_Aim of the exercise_
Rewrite the listing below, changing each "keypoint" to "marker" and keeping every other character the same.

===== Material supplied

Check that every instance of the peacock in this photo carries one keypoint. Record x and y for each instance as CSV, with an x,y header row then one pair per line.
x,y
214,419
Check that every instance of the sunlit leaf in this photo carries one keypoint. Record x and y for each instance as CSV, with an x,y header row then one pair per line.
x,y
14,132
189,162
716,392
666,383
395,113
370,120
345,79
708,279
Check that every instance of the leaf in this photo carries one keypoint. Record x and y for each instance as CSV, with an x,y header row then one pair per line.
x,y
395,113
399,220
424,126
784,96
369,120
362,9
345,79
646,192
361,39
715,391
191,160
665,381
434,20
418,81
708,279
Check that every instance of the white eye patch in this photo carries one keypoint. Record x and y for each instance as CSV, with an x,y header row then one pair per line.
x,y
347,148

==========

_Response below_
Check that every instance of the peacock in this photo carries one marker. Record x and y for each instance as CSV, with an x,y header row then one pair per line.
x,y
214,419
Check that every instance of the sunlit leaf in this photo carries one marker. Record x and y for each instance as CSV, with an x,y header row then one pair per line.
x,y
14,132
189,162
716,392
666,383
395,113
370,120
345,79
708,279
Check that every instance of the leaf in this photo carries one marker. Record x and y for each instance as CSV, with an x,y header row then one pair per line.
x,y
395,113
399,220
424,126
784,96
369,120
362,9
345,79
646,192
361,39
715,391
191,160
665,381
434,20
418,81
708,279
Check that every instance of the white eye patch in this photo carries one marker. Record x and y for each instance as CSV, with an x,y header row then one pair per line.
x,y
347,148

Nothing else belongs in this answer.